_What is asked_
Give the listing below again in full, exactly as written.

_Record set_
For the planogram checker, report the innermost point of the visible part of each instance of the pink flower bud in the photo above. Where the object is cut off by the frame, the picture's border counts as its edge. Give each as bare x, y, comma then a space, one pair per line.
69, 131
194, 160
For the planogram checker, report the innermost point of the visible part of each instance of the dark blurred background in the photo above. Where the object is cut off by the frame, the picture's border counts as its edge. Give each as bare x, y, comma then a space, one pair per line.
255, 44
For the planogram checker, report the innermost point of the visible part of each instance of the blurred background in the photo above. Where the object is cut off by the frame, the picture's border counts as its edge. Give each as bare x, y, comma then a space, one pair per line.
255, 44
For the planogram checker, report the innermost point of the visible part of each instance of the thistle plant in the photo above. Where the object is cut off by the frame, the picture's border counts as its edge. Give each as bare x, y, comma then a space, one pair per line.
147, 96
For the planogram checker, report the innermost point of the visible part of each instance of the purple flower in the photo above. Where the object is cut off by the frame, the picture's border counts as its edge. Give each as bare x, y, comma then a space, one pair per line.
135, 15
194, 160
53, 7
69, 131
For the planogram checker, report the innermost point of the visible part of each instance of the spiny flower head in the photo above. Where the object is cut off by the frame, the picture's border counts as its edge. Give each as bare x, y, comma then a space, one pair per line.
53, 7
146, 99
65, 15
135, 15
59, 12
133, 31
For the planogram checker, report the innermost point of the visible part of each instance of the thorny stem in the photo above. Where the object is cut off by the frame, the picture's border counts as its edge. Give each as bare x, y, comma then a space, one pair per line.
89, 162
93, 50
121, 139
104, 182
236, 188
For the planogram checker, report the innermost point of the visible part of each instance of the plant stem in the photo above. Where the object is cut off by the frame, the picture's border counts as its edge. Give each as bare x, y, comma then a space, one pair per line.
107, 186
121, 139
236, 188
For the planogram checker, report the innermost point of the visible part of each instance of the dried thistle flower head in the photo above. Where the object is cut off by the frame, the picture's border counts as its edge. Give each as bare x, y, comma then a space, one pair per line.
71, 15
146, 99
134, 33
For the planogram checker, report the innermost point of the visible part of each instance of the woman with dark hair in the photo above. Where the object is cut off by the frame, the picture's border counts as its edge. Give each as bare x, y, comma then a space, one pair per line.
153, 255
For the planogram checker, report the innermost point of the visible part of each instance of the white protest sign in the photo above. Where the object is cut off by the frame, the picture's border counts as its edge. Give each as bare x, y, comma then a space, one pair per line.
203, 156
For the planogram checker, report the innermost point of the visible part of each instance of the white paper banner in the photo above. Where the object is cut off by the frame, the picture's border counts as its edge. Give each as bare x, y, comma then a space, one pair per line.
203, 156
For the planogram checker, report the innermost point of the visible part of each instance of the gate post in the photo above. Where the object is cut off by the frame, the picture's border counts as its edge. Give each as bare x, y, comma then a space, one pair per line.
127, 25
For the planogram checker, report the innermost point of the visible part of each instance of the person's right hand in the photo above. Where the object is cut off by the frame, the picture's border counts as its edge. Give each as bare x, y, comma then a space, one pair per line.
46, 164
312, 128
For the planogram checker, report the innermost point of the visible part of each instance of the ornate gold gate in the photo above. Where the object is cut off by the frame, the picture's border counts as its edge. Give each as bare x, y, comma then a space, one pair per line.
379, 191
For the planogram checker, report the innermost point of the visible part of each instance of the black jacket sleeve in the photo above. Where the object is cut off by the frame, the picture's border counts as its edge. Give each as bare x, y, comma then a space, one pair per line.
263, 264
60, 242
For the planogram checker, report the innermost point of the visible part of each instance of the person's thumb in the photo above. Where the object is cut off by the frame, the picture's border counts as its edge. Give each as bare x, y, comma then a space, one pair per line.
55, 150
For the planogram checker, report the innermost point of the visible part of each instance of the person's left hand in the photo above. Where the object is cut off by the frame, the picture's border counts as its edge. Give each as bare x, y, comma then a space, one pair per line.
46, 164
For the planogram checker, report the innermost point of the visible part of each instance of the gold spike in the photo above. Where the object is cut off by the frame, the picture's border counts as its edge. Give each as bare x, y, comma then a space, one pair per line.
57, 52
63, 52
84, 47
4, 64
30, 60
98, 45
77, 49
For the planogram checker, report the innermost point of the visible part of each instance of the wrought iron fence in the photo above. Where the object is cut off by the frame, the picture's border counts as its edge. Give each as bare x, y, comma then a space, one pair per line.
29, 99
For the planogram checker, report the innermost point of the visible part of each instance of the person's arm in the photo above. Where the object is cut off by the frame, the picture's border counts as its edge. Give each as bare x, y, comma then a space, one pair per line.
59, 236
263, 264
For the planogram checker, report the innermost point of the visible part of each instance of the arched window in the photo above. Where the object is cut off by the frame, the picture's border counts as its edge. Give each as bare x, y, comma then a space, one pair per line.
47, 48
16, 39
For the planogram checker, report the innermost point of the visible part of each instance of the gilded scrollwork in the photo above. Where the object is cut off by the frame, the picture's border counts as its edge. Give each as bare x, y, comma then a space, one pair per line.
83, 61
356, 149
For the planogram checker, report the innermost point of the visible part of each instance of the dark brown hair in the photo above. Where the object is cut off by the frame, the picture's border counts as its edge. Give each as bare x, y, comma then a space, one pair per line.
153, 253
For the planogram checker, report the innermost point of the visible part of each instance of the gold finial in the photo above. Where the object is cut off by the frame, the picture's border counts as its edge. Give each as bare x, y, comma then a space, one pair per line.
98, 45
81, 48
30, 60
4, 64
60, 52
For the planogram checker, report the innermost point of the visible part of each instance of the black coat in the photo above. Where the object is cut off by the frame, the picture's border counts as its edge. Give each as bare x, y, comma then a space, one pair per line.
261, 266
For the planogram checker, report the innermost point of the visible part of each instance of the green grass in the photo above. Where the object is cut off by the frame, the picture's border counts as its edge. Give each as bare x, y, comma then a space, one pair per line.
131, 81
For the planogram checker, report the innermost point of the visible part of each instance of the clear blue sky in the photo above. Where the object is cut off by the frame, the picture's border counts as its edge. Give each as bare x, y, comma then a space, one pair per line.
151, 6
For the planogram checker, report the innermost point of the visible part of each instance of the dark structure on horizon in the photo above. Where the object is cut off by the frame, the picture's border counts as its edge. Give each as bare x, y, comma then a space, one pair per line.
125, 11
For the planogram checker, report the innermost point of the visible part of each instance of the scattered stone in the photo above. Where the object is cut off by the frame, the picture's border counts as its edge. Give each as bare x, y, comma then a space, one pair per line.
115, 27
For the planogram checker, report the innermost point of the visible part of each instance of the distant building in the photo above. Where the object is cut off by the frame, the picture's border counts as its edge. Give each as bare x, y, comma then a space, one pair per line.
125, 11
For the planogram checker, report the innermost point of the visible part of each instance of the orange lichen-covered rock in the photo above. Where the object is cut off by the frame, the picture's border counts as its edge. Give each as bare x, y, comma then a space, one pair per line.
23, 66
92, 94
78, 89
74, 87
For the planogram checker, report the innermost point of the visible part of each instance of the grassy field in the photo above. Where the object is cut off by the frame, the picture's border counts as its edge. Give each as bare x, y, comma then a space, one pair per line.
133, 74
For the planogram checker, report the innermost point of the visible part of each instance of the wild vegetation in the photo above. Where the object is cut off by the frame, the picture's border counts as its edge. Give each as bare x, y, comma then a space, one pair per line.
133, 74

_Result of the task_
For the planogram checker, report the innermost point of the visible part of each instance of the pink flower bud in the photo above. Where the object is cut off by the frame, the picture's border counts as its edge. Give each as bare x, y, comma then a space, one pair per line.
69, 131
194, 160
For the planogram checker, report the innermost point of the visible part of each instance of the dark blurred background in the photo above. Where the object is cut off by the frame, the picture's border counts as its edge. Give each as bare x, y, comma then a space, one pair per line.
255, 44
For the planogram checker, report the innermost point of the visible part of each instance of the blurred background in the photo above. Where the object is cut off by the frame, the picture's border counts as its edge. Give each as bare x, y, comma then a space, one pair per line.
255, 44
For the planogram checker, report the innermost point of the visible part of each instance of the thistle plant in the photo above. Where the object is cut off by the frame, the picture's border counts as its edge. Give each as bare x, y, comma then a space, one pair per line.
147, 96
For the planogram checker, report the innermost point of the visible part of each instance of the purple flower in the photo above. Where the object is cut off by the frame, the picture's border counts as its edge. Give each as bare x, y, comma then a space, one pair per line.
135, 15
194, 160
53, 7
69, 131
For the planogram checker, report the innermost point of the visible part of each instance of the spiny flower head in the photo above. Where the object is cut off by the frame, the picture's border counts as its edge. Give each as bare x, y, comma then a space, one pair per line.
53, 7
146, 99
65, 15
135, 15
59, 12
133, 31
For the planogram checker, report the innermost point of the visible part of each instance of the thorny stem in the photo above. Where the object is cut off by the frame, the picture's border counts as its edge. Give each as bare x, y, comma then a space, one pair per line.
89, 162
93, 50
121, 139
104, 182
236, 188
For the planogram checker, report the innermost point of the visible part of each instance of the plant stem in the photo above. Where the object is cut off by the frame, the picture's border counts as its edge. Give each as bare x, y, comma then a space, one pair per line.
107, 186
121, 139
236, 188
For the planogram checker, report the innermost point of the visible part of each instance of the dried thistle flower head in the photo above. Where the object is cut off by the frame, the picture's border counts as its edge. Give each as bare x, y, comma then a space, one pair per line.
71, 15
146, 99
134, 33
For the planogram checker, report the innermost point of the visible part of each instance of the woman with dark hair in the photo above. Where the object is cut off by the frame, the picture's border counts as its edge. Give each as bare x, y, comma then a space, one pair per line.
153, 255
For the planogram checker, report the innermost point of the visible part of each instance of the white protest sign in the photo above. Where the object is cut off by the frame, the picture's border counts as its edge. Give each as bare x, y, comma then a space, one pair per line.
203, 156
For the planogram checker, report the innermost point of the visible part of each instance of the white paper banner in the photo above. Where the object is cut off by the frame, the picture's border counts as its edge. Give each as bare x, y, comma then a space, one pair per line.
203, 156
For the planogram checker, report the innermost point of the visible part of each instance of the gate post in the photo above. Where the object is cut off by the frame, the picture's border counts as its edge. Give each as bare x, y, comma then a space, one pair per line.
127, 25
For the planogram checker, report the innermost point of the visible part of each instance of the person's right hand in the photo above. Where the object is cut off by the frame, the picture's border counts as its edge. Give each as bare x, y, comma then a space, one pair per line.
46, 164
312, 128
For the planogram checker, report the innermost point of the visible part of each instance of the ornate gold gate in the photo above. Where the object is cut off by the frame, the picture's border counts as its edge. Give each as bare x, y, comma then a space, one pair per line.
379, 191
For the planogram checker, report the innermost point of the visible part of each instance of the black jacket sleeve in the photo above. Where the object is cut off by the frame, the picture's border counts as its edge. Give each as bare x, y, comma then a space, one pair per line.
263, 264
60, 242
For the planogram checker, report the innermost point of the visible part of each instance of the person's thumb in the photo above. Where the object is cut off by the frame, the picture's border counts as its edge. Give each as bare x, y, comma then a space, one pair per line.
55, 150
For the planogram checker, report the innermost point of the visible part of each instance of the person's left hand in the photo above. Where the object is cut off by the frame, the picture's border counts as its edge. Give each as bare x, y, comma then a space, one pair per line.
46, 164
For the planogram checker, report the innermost point of the visible part of each instance of the gold spike in the photo above. Where the object is cut off by the frame, the picture's border counts as its edge. Give each as bare x, y, comma then a space, one pair per line.
57, 52
63, 52
84, 47
4, 64
30, 60
98, 45
77, 49
For the planogram checker, report the innermost point of the visible part of each instance of the wrought iron fence in the photo above. Where the object is cut off by the frame, the picture's border counts as its edge. Give each as bare x, y, comma then a space, one pair per line.
29, 99
For the planogram checker, report the innermost point of the visible part of each instance of the person's arm in the photo above. Where the object is cut off by the frame, the picture's border counts as its edge. Give each as bare x, y, comma then a space, one pair per line.
59, 236
263, 264
For the planogram checker, report the innermost point of the visible part of each instance of the arched window in the photo above. Where the object is cut off by the frame, the picture's border counts as its edge. Give each as bare x, y, comma then a space, one pair per line.
47, 48
16, 39
For the planogram checker, report the innermost point of the visible part of each instance of the gilded scrollwork in the photo above. Where the object is cut off by the frame, the picture's border counts as its edge. Give each as bare x, y, comma then a space, one pair per line.
83, 61
356, 149
For the planogram checker, report the innermost point of the visible part of each instance of the dark brown hair in the photo above. Where the object is cut off by the frame, the picture's border counts as its edge. Give each as bare x, y, comma then a space, one pair per line.
153, 253
For the planogram checker, report the innermost point of the visible part of each instance of the gold finial in the photo above. Where the object is cut off by the frame, the picture's border counts as its edge. Give each as bare x, y, comma then a space, one pair per line.
98, 45
81, 48
30, 60
4, 64
60, 52
For the planogram checker, report the innermost point of the visible part of each instance of the black coat in the photo above. Where the object is cut off by the frame, the picture's border counts as its edge. Give each as bare x, y, comma then a space, one pair per line.
261, 266
For the planogram checker, report the innermost point of the visible part of each instance of the green grass in the photo above. Where the object is cut off by the frame, the picture's border counts as its edge. Give each as bare x, y, comma then a space, one pair per line.
131, 81
For the planogram checker, report the innermost point of the visible part of each instance of the clear blue sky in the photo above. Where the object is cut off by the frame, the picture's border counts as its edge. Give each as bare x, y, comma then a space, one pair per line.
151, 6
For the planogram checker, report the innermost point of the visible part of each instance of the dark structure on horizon in the photo above. Where the object is cut off by the frame, the picture's border counts as its edge. Give each as bare x, y, comma then a space, one pair per line.
125, 11
For the planogram checker, report the innermost point of the visible part of each instance of the scattered stone in the photo above. Where the object is cut off by the frame, the picture's border counts as its edge. Give each as bare x, y, comma then a space, one pair per line.
115, 27
For the planogram checker, report the innermost point of the visible part of each instance of the distant building in the photo above. Where the object is cut off by the frame, the picture's border counts as its edge. Give each as bare x, y, comma then a space, one pair per line.
125, 11
For the planogram checker, report the innermost point of the visible part of each instance of the orange lichen-covered rock in the photo above. Where the object is cut off by the frame, the picture's border counts as its edge. Give each as bare x, y, comma then a space, one pair per line.
23, 66
92, 94
78, 89
74, 87
For the planogram checker, report the innermost point of the visible part of each instance of the grassy field in the photo above. Where the object is cut off by the frame, the picture's border counts as its edge. Give each as bare x, y, comma then a space, one pair per line.
133, 74
For the planogram checker, report the innermost point of the visible part of each instance of the wild vegetation in the photo above. Where the object is cut off by the frame, the picture's border counts as its edge. Give each as bare x, y, comma then a space, one pair per line.
133, 74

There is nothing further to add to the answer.